### [GOAL]
Render every line of the data below as a JSON array of strings, one string per line, with blank lines dropped. Omit the picture.

## begin DATA LISTING

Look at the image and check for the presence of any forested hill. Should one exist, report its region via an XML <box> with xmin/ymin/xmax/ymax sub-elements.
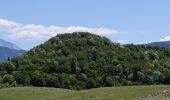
<box><xmin>145</xmin><ymin>41</ymin><xmax>170</xmax><ymax>48</ymax></box>
<box><xmin>0</xmin><ymin>32</ymin><xmax>170</xmax><ymax>89</ymax></box>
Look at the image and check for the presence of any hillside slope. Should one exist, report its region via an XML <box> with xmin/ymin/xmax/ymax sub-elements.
<box><xmin>0</xmin><ymin>39</ymin><xmax>21</xmax><ymax>50</ymax></box>
<box><xmin>145</xmin><ymin>41</ymin><xmax>170</xmax><ymax>48</ymax></box>
<box><xmin>0</xmin><ymin>32</ymin><xmax>170</xmax><ymax>89</ymax></box>
<box><xmin>0</xmin><ymin>46</ymin><xmax>25</xmax><ymax>62</ymax></box>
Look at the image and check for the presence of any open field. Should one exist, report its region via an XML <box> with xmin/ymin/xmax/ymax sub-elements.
<box><xmin>0</xmin><ymin>85</ymin><xmax>170</xmax><ymax>100</ymax></box>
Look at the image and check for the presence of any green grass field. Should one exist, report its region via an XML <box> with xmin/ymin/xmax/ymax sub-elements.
<box><xmin>0</xmin><ymin>85</ymin><xmax>170</xmax><ymax>100</ymax></box>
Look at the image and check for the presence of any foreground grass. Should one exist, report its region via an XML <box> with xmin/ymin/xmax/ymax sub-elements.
<box><xmin>0</xmin><ymin>85</ymin><xmax>170</xmax><ymax>100</ymax></box>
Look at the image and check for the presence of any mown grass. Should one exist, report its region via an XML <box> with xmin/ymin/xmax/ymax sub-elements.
<box><xmin>0</xmin><ymin>85</ymin><xmax>170</xmax><ymax>100</ymax></box>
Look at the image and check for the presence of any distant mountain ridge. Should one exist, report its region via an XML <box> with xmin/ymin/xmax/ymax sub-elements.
<box><xmin>0</xmin><ymin>39</ymin><xmax>25</xmax><ymax>62</ymax></box>
<box><xmin>0</xmin><ymin>39</ymin><xmax>21</xmax><ymax>50</ymax></box>
<box><xmin>144</xmin><ymin>41</ymin><xmax>170</xmax><ymax>48</ymax></box>
<box><xmin>0</xmin><ymin>46</ymin><xmax>25</xmax><ymax>62</ymax></box>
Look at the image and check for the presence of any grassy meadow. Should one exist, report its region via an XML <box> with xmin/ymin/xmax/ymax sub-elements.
<box><xmin>0</xmin><ymin>85</ymin><xmax>170</xmax><ymax>100</ymax></box>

## end DATA LISTING

### [WRITTEN SOLUTION]
[
  "Look at the image and check for the presence of any forested hill. Should one exist, report its region via an XML <box> with xmin/ymin/xmax/ymax sub-elements.",
  "<box><xmin>145</xmin><ymin>41</ymin><xmax>170</xmax><ymax>48</ymax></box>",
  "<box><xmin>0</xmin><ymin>32</ymin><xmax>170</xmax><ymax>89</ymax></box>",
  "Look at the image and check for the presence of any hillside slope. Should one exist, report its region via an XML <box> with xmin/ymin/xmax/ymax sub-elements.",
  "<box><xmin>0</xmin><ymin>39</ymin><xmax>21</xmax><ymax>50</ymax></box>",
  "<box><xmin>145</xmin><ymin>41</ymin><xmax>170</xmax><ymax>48</ymax></box>",
  "<box><xmin>0</xmin><ymin>32</ymin><xmax>170</xmax><ymax>89</ymax></box>",
  "<box><xmin>0</xmin><ymin>46</ymin><xmax>25</xmax><ymax>62</ymax></box>",
  "Look at the image and check for the presence of any open field. Should one exist, report its region via an XML <box> with xmin/ymin/xmax/ymax sub-elements.",
  "<box><xmin>0</xmin><ymin>85</ymin><xmax>170</xmax><ymax>100</ymax></box>",
  "Look at the image and check for the presence of any green grass field. Should one exist, report its region via an XML <box> with xmin/ymin/xmax/ymax sub-elements.",
  "<box><xmin>0</xmin><ymin>85</ymin><xmax>170</xmax><ymax>100</ymax></box>",
  "Look at the image and check for the presence of any foreground grass. Should one exist, report its region via an XML <box> with xmin/ymin/xmax/ymax sub-elements.",
  "<box><xmin>0</xmin><ymin>85</ymin><xmax>170</xmax><ymax>100</ymax></box>",
  "Look at the image and check for the presence of any mown grass. Should one exist, report its region via an XML <box> with xmin/ymin/xmax/ymax sub-elements.",
  "<box><xmin>0</xmin><ymin>85</ymin><xmax>170</xmax><ymax>100</ymax></box>",
  "Look at the image and check for the presence of any distant mountain ridge. Should one exist, report its region via an XML <box> with xmin/ymin/xmax/ymax sub-elements.",
  "<box><xmin>0</xmin><ymin>39</ymin><xmax>25</xmax><ymax>62</ymax></box>",
  "<box><xmin>0</xmin><ymin>39</ymin><xmax>21</xmax><ymax>50</ymax></box>",
  "<box><xmin>144</xmin><ymin>41</ymin><xmax>170</xmax><ymax>48</ymax></box>",
  "<box><xmin>0</xmin><ymin>46</ymin><xmax>25</xmax><ymax>62</ymax></box>",
  "Look at the image and check for the presence of any grassy meadow. Should one exist, report its region via an XML <box> with xmin/ymin/xmax/ymax sub-elements.",
  "<box><xmin>0</xmin><ymin>85</ymin><xmax>170</xmax><ymax>100</ymax></box>"
]